*** PROVIDED ENTRIES Section Begins ***
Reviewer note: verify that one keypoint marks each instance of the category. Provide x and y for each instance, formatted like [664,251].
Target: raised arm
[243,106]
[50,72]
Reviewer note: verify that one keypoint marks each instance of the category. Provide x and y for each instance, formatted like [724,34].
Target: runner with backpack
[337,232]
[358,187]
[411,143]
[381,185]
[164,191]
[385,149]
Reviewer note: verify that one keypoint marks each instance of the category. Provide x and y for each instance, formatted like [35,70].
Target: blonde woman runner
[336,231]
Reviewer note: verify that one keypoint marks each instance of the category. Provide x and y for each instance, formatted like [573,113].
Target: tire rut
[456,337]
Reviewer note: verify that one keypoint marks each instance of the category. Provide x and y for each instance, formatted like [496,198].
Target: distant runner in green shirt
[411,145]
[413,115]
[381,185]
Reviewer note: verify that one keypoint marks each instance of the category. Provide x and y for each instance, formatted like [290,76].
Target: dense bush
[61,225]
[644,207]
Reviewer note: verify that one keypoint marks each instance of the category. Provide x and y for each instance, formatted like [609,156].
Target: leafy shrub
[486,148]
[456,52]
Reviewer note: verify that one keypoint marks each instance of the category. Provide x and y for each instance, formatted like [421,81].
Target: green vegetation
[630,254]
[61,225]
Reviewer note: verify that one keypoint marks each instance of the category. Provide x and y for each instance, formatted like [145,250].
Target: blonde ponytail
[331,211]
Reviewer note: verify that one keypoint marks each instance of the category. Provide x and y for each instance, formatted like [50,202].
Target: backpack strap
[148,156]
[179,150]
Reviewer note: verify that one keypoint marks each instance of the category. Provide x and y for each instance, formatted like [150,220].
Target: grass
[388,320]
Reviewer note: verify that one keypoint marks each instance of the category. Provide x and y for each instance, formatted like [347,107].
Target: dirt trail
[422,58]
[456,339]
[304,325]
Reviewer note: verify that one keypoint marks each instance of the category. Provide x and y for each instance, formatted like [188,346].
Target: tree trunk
*** PROVIDED ENTRIES Section Ends ***
**TRY IT**
A reply should hold exactly the lines from the one containing "Target: dirt trail" through the end of the data above, nothing more.

**TASK RESPONSE**
Target: dirt trail
[422,58]
[456,339]
[304,325]
Reviewer note: verify that one keypoint marks each instance of the category. Provide x and y for each instance, formatted like [188,346].
Target: tree trunk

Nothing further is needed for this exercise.